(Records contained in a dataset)
########
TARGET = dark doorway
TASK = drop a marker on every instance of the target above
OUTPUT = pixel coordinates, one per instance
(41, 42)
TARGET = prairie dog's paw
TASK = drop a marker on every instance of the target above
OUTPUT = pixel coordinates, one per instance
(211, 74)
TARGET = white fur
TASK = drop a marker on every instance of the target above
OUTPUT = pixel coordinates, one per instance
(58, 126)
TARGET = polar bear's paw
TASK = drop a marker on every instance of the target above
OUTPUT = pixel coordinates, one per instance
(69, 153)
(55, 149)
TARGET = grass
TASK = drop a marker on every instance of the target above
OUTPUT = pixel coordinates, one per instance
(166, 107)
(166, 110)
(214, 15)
########
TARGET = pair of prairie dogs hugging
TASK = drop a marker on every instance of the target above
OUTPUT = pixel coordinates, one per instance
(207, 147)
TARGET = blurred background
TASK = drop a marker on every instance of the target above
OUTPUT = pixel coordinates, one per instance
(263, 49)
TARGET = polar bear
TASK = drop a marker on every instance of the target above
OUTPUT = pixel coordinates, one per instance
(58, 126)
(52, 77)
########
• What is required
Whenever a line above contains "prairie", copy that line.

• Solution
TARGET = prairie dog's paw
TARGET = pair of prairie dogs hugging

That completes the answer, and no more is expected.